Statistical analyses

The sensitivity and specificity between two ROC curves were compared by DeLong’s test. The differences between Kaplan-Meier curves, cumulative hazard and events curves of survival analyses between two groups were compared by log-rank test. Univariate and multivariate analyses were conducted with the cox proportional hazards regression model. The comparisons of immune cells NES, drug IC50 and between the two groups, as well as the expression of lncRNAs between tumor and paracancerous tissue samples were analyzed by Wilcoxon test. The cut-off value of P < 0.05 was used for statistical significance.

Results

Identification of recurrence related lncRNAs

To construct a lncRNA signature to predict postsurgical recurrence of HCC, we started to identify dysregulated lncRNAs in the TCGA training group. According to the sequences of 16,193 annotated human lncRNAs in GENCODE V30, we collected 10,795 lncRNAs for DEG analysis after excluding those with extremely low expression. Three methods, DESeq2, edgeR and limma-voom, were employed to identify differentially expressed lncRNAs (DElncs) between the HCC samples of the training group (N = 157) and the liver tissues of the normal control group (N = 50) with cut-off value of |log2FC| > 1 and FDR < 0.05. Compared with normal controls, 2581 (2013 upregulated and 568 downregulated), 3430 (2913 upregulated and 517 downregulated) and 1631 (824 upregulated and 807 downregulated) DElncs were determined respectively (Figure S2). Venn diagram analysis revealed 1164 (801 upregulated and 363 downregulated) common DElncs (Fig. 1A). The PCA plot and heatmap generated by the 1164 common DElncs could clearly distinguish HCCs from normal controls (Fig. 1B and C), suggesting that the 1164 common DElncs might closely associate with the onset and development of HCC. To identify recurrence associated DElncs, the log-rank test and Cox regression analysis were performed in the training group to evaluate disease free survival (DFS). After combining the candidates from the log-rank test (149 DElncs) and Cox regression analysis (136 DElncs), 81 common DElncs were identified as recurrence related lncRNAs (Fig. 1D).

TASKS FOR THIS EXERCISE:
a: Decide whether each statement agrees with the HCC lncRNA excerpt. Answer yes or no, and quote the deciding words. (i) The Wilcoxon test was used to compare Kaplan-Meier curves between two groups. (ii) The normal control group contained 50 liver tissue samples. (iii) The Venn diagram analysis found 1164 common DElncs.
b: According to the HCC lncRNA excerpt, how many lncRNAs were kept for DEG analysis once those with extremely low expression were excluded?
c: Carry on the HCC lncRNA excerpt from its final sentence.
The records that come next have no connection to the HCC lncRNA excerpt.

RAW DATA:
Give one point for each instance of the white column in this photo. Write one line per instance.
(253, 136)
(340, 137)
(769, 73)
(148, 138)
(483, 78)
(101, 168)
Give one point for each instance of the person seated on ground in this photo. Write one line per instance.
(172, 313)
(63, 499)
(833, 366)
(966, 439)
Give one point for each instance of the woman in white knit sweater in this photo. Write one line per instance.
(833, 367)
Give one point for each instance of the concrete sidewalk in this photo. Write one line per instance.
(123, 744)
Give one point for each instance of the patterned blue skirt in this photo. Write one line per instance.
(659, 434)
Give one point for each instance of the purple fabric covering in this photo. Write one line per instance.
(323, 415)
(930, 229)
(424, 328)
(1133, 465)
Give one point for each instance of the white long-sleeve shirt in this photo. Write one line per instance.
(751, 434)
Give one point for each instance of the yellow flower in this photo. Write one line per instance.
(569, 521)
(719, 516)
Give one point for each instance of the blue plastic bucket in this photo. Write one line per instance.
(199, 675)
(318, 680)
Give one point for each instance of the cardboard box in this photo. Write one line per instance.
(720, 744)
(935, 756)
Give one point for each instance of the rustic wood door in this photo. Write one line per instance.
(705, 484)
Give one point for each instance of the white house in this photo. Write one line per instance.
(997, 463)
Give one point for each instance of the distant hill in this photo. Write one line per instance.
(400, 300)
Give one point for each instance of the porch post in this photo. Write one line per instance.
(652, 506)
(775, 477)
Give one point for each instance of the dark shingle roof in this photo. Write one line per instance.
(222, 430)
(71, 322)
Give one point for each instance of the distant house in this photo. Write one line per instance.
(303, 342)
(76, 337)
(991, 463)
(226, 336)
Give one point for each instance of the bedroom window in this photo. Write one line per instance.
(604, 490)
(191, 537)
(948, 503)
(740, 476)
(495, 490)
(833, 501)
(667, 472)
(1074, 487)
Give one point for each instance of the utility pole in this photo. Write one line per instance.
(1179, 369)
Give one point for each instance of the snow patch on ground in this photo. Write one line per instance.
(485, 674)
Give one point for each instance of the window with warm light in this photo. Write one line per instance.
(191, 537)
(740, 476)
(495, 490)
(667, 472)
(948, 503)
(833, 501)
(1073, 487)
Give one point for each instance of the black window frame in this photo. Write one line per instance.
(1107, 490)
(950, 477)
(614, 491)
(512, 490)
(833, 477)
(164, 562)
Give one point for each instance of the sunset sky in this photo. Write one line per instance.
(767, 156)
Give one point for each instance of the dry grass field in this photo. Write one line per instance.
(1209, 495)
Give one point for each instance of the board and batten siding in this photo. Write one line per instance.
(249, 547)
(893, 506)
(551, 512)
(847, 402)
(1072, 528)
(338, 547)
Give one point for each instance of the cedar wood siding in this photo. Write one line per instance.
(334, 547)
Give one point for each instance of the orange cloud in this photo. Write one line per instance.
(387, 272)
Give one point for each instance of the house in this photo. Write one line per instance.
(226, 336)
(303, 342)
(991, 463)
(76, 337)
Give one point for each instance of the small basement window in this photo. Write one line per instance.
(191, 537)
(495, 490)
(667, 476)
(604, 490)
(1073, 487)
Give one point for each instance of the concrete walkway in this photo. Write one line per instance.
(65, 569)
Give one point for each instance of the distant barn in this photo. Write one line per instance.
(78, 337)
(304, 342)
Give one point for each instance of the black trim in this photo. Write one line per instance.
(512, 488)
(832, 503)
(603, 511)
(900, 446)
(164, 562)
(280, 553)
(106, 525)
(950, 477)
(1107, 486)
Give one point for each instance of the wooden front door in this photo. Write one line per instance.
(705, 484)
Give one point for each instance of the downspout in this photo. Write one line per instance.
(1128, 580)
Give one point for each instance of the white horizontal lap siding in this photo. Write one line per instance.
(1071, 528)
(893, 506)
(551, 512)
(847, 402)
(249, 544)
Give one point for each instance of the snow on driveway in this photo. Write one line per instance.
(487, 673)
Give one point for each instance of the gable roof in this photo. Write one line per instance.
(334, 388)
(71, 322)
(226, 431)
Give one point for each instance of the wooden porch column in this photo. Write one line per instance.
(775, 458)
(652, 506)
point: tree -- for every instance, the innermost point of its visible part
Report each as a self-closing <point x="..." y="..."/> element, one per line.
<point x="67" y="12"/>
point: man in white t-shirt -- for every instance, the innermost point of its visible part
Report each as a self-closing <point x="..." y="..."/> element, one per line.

SOLVED PROBLEMS:
a:
(i) No: "The differences between Kaplan-Meier curves, cumulative hazard and events curves of survival analyses between two groups were compared by log-rank test."
(ii) Yes: "the liver tissues of the normal control group (N = 50)"
(iii) Yes: "Venn diagram analysis revealed 1164 (801 upregulated and 363 downregulated) common DElncs"

b: 10,795 lncRNAs were kept for DEG analysis.

c:
Fig. 1
figure 1

Identification of recurrence related dysregulated lncRNAs. (A) Venn plot of dysregulated lncRNAs in three different DEG analyses methods including DESeq2, edgeR and limma. Total 1164 dysregulated common lncRNAs (801 upregulated and 363 downregulated) were selected in TCGA training group; (B) PCA plot of 50 normal samples and 157 HCC samples of the training group based on the 1164 dysregulated common lncRNAs; (C) Heatmap of 1164 dysregulated common lncRNAs in 50 normal samples and 157 HCC samples of the training group; (D) Venn plot of recurrence related dysregulated lncRNAs from log-rank test and Cox regression survival analyses. There were 81 common DElncs related with HCC recurrence

Construction of a 4-lncRNA prognostic signature for HCC recurrence

Based on the 81 recurrence associated lncRNAs, we then employed three classic machine learning methods, LASSO, Random Forest and SVM-RFE, to select important DElncs for predicting DFS in the training group. The LASSO, SVM-REF and Random Forest analyses selected 26, 66 and 30 candidates respectively (Fig. 2A to C). Venn diagram analysis collected 11 common Delncs for further analysis (Fig. 2D). Multivariate cox analysis of the 11 DElncs in the training group showed that 4 DElncs, AC108463.1, AF131217.1, CMB9-22P13.1, and TMCC1-AS1, are independent risk factors of DFS (Fig. 2E). We then constructed a prognostic signature based on the 4 DElncs, and calculated the risk score of individual HCC patients according to the linear combination of the regression coefficients and expression values of each DElncs [63]. Risk Score = (-0.0918*exp[AC108463.1]) + (-0.1112*exp[AF131217.1]) + (0.1484*exp[CMB9-22P13.1]) + (0.3737*exp[TMCC1-AS1]) (Table 1).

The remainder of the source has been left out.